§ **PROBLEM**:
Answer these about the diary entries below:
1. How many library books does Jay borrow this week?
2. Which group does Jay suggest they look up in her book about music?
3. What level is Em in, and out of how many?

--- Start of SOURCE DOCUMENT ---

Thursday, August 13, 2015
- I get so carried away reading that I only notice it’s time to go to work when my colleague stops her car right in front of mine.
- After I am done with my cycling workout I go down to our bedroom and find Jay cutting paper hearts and stars in bed. Tomorrow she will be making a welcome home garland for Em.
- My mind is spinning and I can’t get to sleep. Then I imagine doing a free fall jump with no parachute, no rope. It works. It totally works.
Wednesday, August 12, 2015
- The second I stop the car in our driveway, Jay leaves her game and comes to me to give me a big hug.(And then she wants to know what activity I have planned out for the afternoon…Yep, hugging comes with a price: no napping time for parents during summer holidays.)
- Jay and I go on a biking tour down to the fish ponds and then cycle on to the playground next to the tennis court. A group of kids and some adults are having a training of some sort, and it turns out they are the local amateur firefighters. My cousin is among them and he is also the chef for the corn grill that follows. Jay has some sweet corn while we watch a little girl learn to play tennis. What a treat, what unexpected wonderful time we have!
- A late night call from Em. We are counting days to our reunion, yes, we are.
Tuesday, August 11, 2015
Monday, August 10, 2015
- Jay increases the number of books she borrows at the local library for this week from 3 to 4. And I find a brand new Still Alice in English.
- As Darja opens the door of the yoga room to let some fresh air in, there is cat waiting outside.
- Jay has recently developed a great interest in shows with amateur family chefs cooking against professionals. We watch one together tonight and it’s really fun!
Sunday, August 9, 2015
- My Sunday morning hike. The old trail seems different every time.
- Three hours at the public event watching and listening to a very popular group Modrijani, playing national music. Jay liked it, too. And I didn't even want to go.
- Em’s update. Spent a day in London. I am so happy she could give us a call (and I hate it that her own phone doesn’t work).
Saturday, August 8, 2015
Thursday, August 6, 2015
Wednesday, August 5, 2015
- Jay and I glue together another donut box and it is really lovely. Then she runs off to play outside.
- Amid bathroom cleaning frenzy my phone rings and I know it is Em.
- At bedtime Jay asks me to read to her from her book about music. She suggests we find the group I once told her about (The Beatles). We read the introduction and then I promise her we will listen and watch them on youtube same time tomorrow.
Tuesday, August 4, 2015
- Speaking to Em over the phone after not hearing her voice for 2 days. She is in Level 4 out of 5, one teacher commented on her good pronunciation and she has met great young people from Belgium, Czech Republic and Croatia.
- They seemed like the kind of people who would change the place a lot. A while later I realize I might just like that.
- My 4 new cd’s with music from the 80’s.
Thursday, July 16, 2015
- Notebooks with images of lavender, strawberries, chocolate on the cover, scented. There are only few in the big pile of notebooks that I bring home but Jay spots them right away and she is thrilled.
- A cool breeze from the riverside when I come from around the corner.
- Jay’s nails with red polish are lovely, just lovely.
Wednesday, July 15, 2015
- Coming back from the sun at lunchtime I rinse my hands up to my elbows with really cold water and then let it run for a while on the inner side of my wrists. Cool!

--- End of SOURCE DOCUMENT ---
--- Start of DATA SHOWN ---

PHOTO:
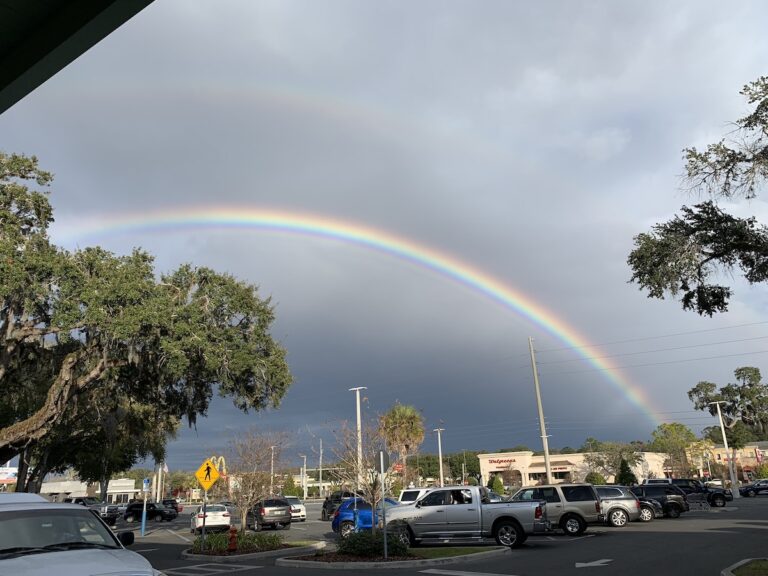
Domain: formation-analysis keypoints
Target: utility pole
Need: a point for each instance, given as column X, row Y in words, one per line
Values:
column 542, row 426
column 359, row 436
column 272, row 471
column 440, row 452
column 304, row 476
column 321, row 492
column 731, row 468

--- End of DATA SHOWN ---

§ **COMPLETE ANSWER**:
1. Four (up from three).
2. The Beatles.
3. Level 4 out of 5.